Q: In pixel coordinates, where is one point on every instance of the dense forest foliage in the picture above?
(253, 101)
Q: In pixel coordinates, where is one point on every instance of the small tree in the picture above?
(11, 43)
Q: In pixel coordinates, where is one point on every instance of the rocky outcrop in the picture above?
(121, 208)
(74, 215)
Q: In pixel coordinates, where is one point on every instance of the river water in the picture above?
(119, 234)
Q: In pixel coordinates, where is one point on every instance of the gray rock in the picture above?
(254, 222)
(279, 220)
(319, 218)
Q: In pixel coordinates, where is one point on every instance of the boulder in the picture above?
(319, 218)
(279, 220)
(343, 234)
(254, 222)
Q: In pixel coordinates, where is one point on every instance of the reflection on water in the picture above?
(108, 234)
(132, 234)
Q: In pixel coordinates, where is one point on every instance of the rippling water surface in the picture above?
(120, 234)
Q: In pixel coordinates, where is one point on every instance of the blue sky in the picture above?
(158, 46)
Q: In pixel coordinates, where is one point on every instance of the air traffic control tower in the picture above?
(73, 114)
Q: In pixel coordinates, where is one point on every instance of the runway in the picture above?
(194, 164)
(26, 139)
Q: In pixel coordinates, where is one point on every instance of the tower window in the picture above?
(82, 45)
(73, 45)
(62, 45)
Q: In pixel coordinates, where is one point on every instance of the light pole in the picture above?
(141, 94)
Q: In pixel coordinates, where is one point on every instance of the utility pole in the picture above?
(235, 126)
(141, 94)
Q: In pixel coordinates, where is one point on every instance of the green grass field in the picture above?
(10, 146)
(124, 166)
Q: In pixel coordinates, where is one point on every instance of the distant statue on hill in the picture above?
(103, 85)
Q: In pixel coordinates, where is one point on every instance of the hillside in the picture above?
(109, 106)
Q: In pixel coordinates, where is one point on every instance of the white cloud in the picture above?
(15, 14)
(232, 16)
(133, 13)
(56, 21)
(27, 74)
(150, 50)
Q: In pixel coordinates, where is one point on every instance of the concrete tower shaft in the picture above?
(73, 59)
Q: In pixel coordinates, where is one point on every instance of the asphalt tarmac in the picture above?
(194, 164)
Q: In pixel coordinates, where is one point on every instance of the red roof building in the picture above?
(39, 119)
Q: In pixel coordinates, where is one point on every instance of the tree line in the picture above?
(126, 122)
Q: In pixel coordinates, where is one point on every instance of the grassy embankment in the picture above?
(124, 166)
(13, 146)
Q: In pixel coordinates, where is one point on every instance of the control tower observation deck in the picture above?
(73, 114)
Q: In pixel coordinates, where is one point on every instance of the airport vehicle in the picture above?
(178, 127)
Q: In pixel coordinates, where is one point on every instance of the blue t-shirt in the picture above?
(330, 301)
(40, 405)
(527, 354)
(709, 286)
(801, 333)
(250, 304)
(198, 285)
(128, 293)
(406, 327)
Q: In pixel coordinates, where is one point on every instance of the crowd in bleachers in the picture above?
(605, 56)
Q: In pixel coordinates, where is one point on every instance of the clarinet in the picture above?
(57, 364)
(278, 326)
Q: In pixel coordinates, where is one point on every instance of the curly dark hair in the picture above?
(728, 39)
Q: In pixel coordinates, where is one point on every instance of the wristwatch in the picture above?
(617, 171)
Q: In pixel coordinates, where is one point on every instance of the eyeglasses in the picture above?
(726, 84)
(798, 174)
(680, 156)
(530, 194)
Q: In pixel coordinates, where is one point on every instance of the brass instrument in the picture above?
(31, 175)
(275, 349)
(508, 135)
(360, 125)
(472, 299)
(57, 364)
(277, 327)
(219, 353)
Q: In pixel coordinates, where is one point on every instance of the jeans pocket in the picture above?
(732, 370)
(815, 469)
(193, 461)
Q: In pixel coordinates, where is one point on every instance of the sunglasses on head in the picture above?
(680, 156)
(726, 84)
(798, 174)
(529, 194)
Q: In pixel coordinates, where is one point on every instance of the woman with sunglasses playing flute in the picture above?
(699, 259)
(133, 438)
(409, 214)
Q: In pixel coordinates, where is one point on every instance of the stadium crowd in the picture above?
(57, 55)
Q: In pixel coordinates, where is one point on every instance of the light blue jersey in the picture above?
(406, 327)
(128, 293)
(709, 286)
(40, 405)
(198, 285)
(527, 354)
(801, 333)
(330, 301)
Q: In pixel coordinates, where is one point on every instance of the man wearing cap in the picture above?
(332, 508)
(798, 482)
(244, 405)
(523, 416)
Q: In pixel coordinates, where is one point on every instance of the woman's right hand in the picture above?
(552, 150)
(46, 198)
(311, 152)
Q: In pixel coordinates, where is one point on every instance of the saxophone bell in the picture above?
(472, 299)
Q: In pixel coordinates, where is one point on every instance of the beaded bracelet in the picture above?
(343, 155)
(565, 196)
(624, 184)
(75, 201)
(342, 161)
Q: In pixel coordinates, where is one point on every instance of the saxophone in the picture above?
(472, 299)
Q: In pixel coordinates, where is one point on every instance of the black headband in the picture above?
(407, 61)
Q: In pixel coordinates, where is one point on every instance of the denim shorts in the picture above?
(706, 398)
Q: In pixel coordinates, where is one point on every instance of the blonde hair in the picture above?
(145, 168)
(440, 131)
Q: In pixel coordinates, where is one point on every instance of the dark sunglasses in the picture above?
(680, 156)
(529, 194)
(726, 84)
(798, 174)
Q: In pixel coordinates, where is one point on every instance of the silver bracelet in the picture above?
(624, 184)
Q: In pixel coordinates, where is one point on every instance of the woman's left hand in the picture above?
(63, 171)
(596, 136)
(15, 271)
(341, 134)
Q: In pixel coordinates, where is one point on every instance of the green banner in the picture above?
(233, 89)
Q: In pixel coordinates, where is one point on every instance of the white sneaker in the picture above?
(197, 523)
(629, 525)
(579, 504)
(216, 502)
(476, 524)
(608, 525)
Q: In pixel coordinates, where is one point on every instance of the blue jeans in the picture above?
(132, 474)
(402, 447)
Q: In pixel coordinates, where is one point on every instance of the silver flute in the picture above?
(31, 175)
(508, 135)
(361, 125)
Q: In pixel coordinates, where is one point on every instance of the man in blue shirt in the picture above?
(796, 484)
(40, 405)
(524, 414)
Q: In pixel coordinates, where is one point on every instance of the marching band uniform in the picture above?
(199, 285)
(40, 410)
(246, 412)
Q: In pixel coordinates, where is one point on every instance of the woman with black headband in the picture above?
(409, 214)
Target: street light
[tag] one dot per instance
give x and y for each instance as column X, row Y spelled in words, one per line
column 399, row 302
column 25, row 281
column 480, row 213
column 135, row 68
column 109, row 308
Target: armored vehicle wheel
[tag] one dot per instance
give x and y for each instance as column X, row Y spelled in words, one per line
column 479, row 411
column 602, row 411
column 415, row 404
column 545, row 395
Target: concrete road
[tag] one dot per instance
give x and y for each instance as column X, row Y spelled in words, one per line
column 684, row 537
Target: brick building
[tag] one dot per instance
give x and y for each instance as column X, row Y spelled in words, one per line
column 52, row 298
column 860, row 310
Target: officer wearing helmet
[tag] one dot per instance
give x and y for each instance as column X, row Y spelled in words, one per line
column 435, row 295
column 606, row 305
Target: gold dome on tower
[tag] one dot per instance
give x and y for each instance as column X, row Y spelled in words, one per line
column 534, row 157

__Set problem__: Lay out every line of the items above as a Markdown table with the columns Row and Line, numbering each line and omitting any blank lines.

__Task answer__:
| Row | Line |
|---|---|
| 1 | Q: In pixel coordinates, where is one point on every instance of the dense forest foliage in the picture above? |
| 2 | (253, 101) |
| 3 | Q: In pixel coordinates, where is one point on every instance of the small tree in the picture above? |
| 4 | (11, 43) |
| 5 | Q: In pixel coordinates, where is one point on every instance of the rocky outcrop in the picture above? |
| 6 | (121, 208) |
| 7 | (74, 215) |
| 8 | Q: In pixel coordinates, where is one point on every instance of the river water in the picture above? |
| 9 | (119, 234) |
| 10 | Q: In pixel coordinates, where is one point on every instance of the gray rock in the picture above? |
| 11 | (254, 222) |
| 12 | (279, 220) |
| 13 | (319, 218) |
| 14 | Q: In pixel coordinates, where is one point on every instance of the boulder in the picture above? |
| 15 | (319, 218) |
| 16 | (279, 220) |
| 17 | (343, 234) |
| 18 | (254, 222) |
| 19 | Q: In pixel coordinates, where is one point on every instance of the reflection on water in the picture above? |
| 20 | (108, 234) |
| 21 | (132, 234) |
| 22 | Q: In pixel coordinates, where is one point on every instance of the rippling water surface in the picture above? |
| 23 | (120, 234) |
| 24 | Q: In pixel coordinates, where is one point on every instance of the blue sky in the picture above? |
| 25 | (158, 46) |
| 26 | Q: In pixel coordinates, where is one point on every instance of the air traffic control tower in the picture above? |
| 27 | (73, 114) |
| 28 | Q: In pixel coordinates, where is one point on every instance of the runway in the picture above? |
| 29 | (194, 164) |
| 30 | (26, 139) |
| 31 | Q: In pixel coordinates, where is one point on every instance of the tower window in the picture above? |
| 32 | (82, 45) |
| 33 | (73, 45) |
| 34 | (62, 45) |
| 35 | Q: In pixel coordinates, where is one point on every instance of the light pole in the picture above? |
| 36 | (141, 94) |
| 37 | Q: In pixel coordinates, where is one point on every instance of the utility pole in the picture above? |
| 38 | (235, 126) |
| 39 | (141, 94) |
| 40 | Q: In pixel coordinates, where is one point on every instance of the green grass field in the picture above? |
| 41 | (10, 146) |
| 42 | (124, 166) |
| 43 | Q: In pixel coordinates, where is one point on every instance of the distant statue on hill in the picture above? |
| 44 | (103, 85) |
| 45 | Q: In pixel coordinates, where is one point on every instance of the hillside in the picture above? |
| 46 | (109, 106) |
| 47 | Q: In pixel coordinates, where is one point on every instance of the white cloud in the picture above? |
| 48 | (15, 14) |
| 49 | (232, 16) |
| 50 | (133, 13) |
| 51 | (56, 21) |
| 52 | (27, 74) |
| 53 | (150, 50) |
| 54 | Q: In pixel coordinates, where is one point on every instance of the concrete tower shaft in the picture above? |
| 55 | (73, 59) |
| 56 | Q: In pixel coordinates, where is one point on every instance of the asphalt tarmac in the picture above? |
| 57 | (194, 164) |
| 58 | Q: In pixel coordinates, where is one point on every instance of the red roof building in the picture above? |
| 59 | (39, 119) |
| 60 | Q: In pixel coordinates, where is one point on every instance of the tree line in the picture above? |
| 61 | (126, 122) |
| 62 | Q: In pixel coordinates, where is one point on every instance of the grassy embankment in the picture above? |
| 63 | (124, 166) |
| 64 | (13, 146) |
| 65 | Q: In pixel coordinates, where is one point on every instance of the control tower observation deck in the picture above? |
| 66 | (73, 114) |
| 67 | Q: In pixel coordinates, where is one point on every instance of the airport vehicle in the picture above? |
| 68 | (178, 127) |
| 69 | Q: In pixel coordinates, where is one point on every instance of the blue t-shirt in the picture above? |
| 70 | (330, 301) |
| 71 | (40, 405) |
| 72 | (527, 354) |
| 73 | (709, 286) |
| 74 | (801, 333) |
| 75 | (250, 304) |
| 76 | (198, 285) |
| 77 | (128, 293) |
| 78 | (406, 327) |
| 79 | Q: In pixel coordinates, where is one point on every instance of the crowd in bleachers in the picture above? |
| 80 | (605, 56) |
| 81 | Q: In pixel coordinates, where is one point on every instance of the clarinet in the picture above? |
| 82 | (57, 364) |
| 83 | (278, 326) |
| 84 | Q: In pixel coordinates, where is one point on every instance of the curly dark hair in the picture above? |
| 85 | (728, 39) |
| 86 | Q: In pixel coordinates, where is one point on every instance of the wristwatch in the picture above? |
| 87 | (617, 171) |
| 88 | Q: In pixel coordinates, where is one point on every instance of the eyeglasses in the picture above? |
| 89 | (726, 84) |
| 90 | (798, 174) |
| 91 | (680, 156) |
| 92 | (530, 194) |
| 93 | Q: In pixel coordinates, where is one point on every instance of the brass instrument in the picture above? |
| 94 | (31, 175) |
| 95 | (275, 349) |
| 96 | (508, 135) |
| 97 | (360, 125) |
| 98 | (472, 299) |
| 99 | (57, 364) |
| 100 | (277, 327) |
| 101 | (219, 353) |
| 102 | Q: In pixel coordinates, where is one point on every instance of the jeans pocket in the picture above? |
| 103 | (732, 370) |
| 104 | (815, 469) |
| 105 | (193, 461) |
| 106 | Q: In pixel coordinates, where is one point on every instance of the sunglasses on head in the picture above? |
| 107 | (680, 156) |
| 108 | (726, 84) |
| 109 | (798, 174) |
| 110 | (529, 194) |
| 111 | Q: In pixel coordinates, where is one point on every instance of the woman with sunglasses playing flute in the picture above? |
| 112 | (699, 259) |
| 113 | (133, 438) |
| 114 | (409, 214) |
| 115 | Q: In pixel coordinates, where is one point on every instance of the stadium crowd in the picture above? |
| 116 | (57, 55) |
| 117 | Q: In pixel coordinates, where is one point on every instance of the light blue jersey in the picture above? |
| 118 | (406, 327) |
| 119 | (128, 293) |
| 120 | (709, 286) |
| 121 | (40, 405) |
| 122 | (198, 285) |
| 123 | (527, 354) |
| 124 | (801, 333) |
| 125 | (330, 301) |
| 126 | Q: In pixel coordinates, where is one point on every instance of the man wearing cap in the picture above? |
| 127 | (332, 508) |
| 128 | (798, 482) |
| 129 | (244, 405) |
| 130 | (523, 416) |
| 131 | Q: In pixel coordinates, where is one point on every instance of the woman's right hand in the picture above? |
| 132 | (552, 150) |
| 133 | (46, 198) |
| 134 | (311, 152) |
| 135 | Q: In pixel coordinates, where is one point on every instance of the saxophone bell in the picture above? |
| 136 | (472, 299) |
| 137 | Q: In pixel coordinates, where is one point on every instance of the beaded bracelet in the picture above? |
| 138 | (343, 155) |
| 139 | (565, 196) |
| 140 | (624, 184) |
| 141 | (75, 201) |
| 142 | (342, 161) |
| 143 | Q: In pixel coordinates, where is one point on every instance of the saxophone in the picture above? |
| 144 | (472, 299) |
| 145 | Q: In pixel coordinates, where is one point on every instance of the black headband in the picture above? |
| 146 | (407, 61) |
| 147 | Q: In pixel coordinates, where is one point on every instance of the denim shorts in the picture above? |
| 148 | (706, 398) |
| 149 | Q: In pixel coordinates, where is one point on every instance of the blonde hair in the picture above? |
| 150 | (145, 168) |
| 151 | (440, 131) |
| 152 | Q: In pixel coordinates, where is one point on every instance of the dark sunglasses in the picture above? |
| 153 | (680, 156) |
| 154 | (529, 194) |
| 155 | (726, 84) |
| 156 | (798, 174) |
| 157 | Q: In pixel coordinates, where is one point on every instance of the silver bracelet in the picture above? |
| 158 | (624, 184) |
| 159 | Q: In pixel coordinates, where is one point on every instance of the woman's left hand in the picture above? |
| 160 | (63, 171) |
| 161 | (596, 136) |
| 162 | (15, 271) |
| 163 | (341, 134) |
| 164 | Q: In pixel coordinates, where is one point on every instance of the green banner in the picture above? |
| 165 | (233, 89) |
| 166 | Q: In pixel coordinates, where is one point on every instance of the white sneaker in the picture above? |
| 167 | (197, 523) |
| 168 | (629, 525) |
| 169 | (579, 504) |
| 170 | (216, 502) |
| 171 | (476, 524) |
| 172 | (608, 525) |
| 173 | Q: In pixel coordinates, where is one point on every instance of the blue jeans in the picture above? |
| 174 | (132, 474) |
| 175 | (402, 447) |
| 176 | Q: In pixel coordinates, where is one point on every instance of the silver flute in the picture above? |
| 177 | (31, 175) |
| 178 | (508, 135) |
| 179 | (361, 125) |
| 180 | Q: In pixel coordinates, where is one point on every instance of the man in blue shirt in the picture above? |
| 181 | (796, 484) |
| 182 | (40, 405) |
| 183 | (524, 414) |
| 184 | Q: In pixel coordinates, where is one point on every instance of the marching band uniform in the picture above? |
| 185 | (199, 285) |
| 186 | (40, 410) |
| 187 | (246, 412) |
| 188 | Q: In pixel coordinates, where is one point on every instance of the woman with black headband in the picture above? |
| 189 | (409, 214) |
| 190 | Target: street light |
| 191 | [tag] one dot per instance |
| 192 | give x and y for each instance as column X, row Y spelled in words, one per line |
| 193 | column 399, row 302 |
| 194 | column 25, row 281 |
| 195 | column 480, row 213 |
| 196 | column 135, row 68 |
| 197 | column 109, row 308 |
| 198 | Target: armored vehicle wheel |
| 199 | [tag] one dot per instance |
| 200 | give x and y for each instance as column X, row Y spelled in words, one per line |
| 201 | column 479, row 411 |
| 202 | column 602, row 411 |
| 203 | column 415, row 404 |
| 204 | column 545, row 395 |
| 205 | Target: concrete road |
| 206 | [tag] one dot per instance |
| 207 | give x and y for each instance as column X, row Y spelled in words, one per line |
| 208 | column 684, row 537 |
| 209 | Target: brick building |
| 210 | [tag] one dot per instance |
| 211 | give x and y for each instance as column X, row Y spelled in words, one per line |
| 212 | column 52, row 298 |
| 213 | column 860, row 310 |
| 214 | Target: officer wearing helmet |
| 215 | [tag] one dot per instance |
| 216 | give x and y for each instance as column X, row Y spelled in words, one per line |
| 217 | column 435, row 295 |
| 218 | column 606, row 305 |
| 219 | Target: gold dome on tower |
| 220 | [tag] one dot per instance |
| 221 | give x and y for each instance as column X, row Y spelled in words, one per line |
| 222 | column 534, row 157 |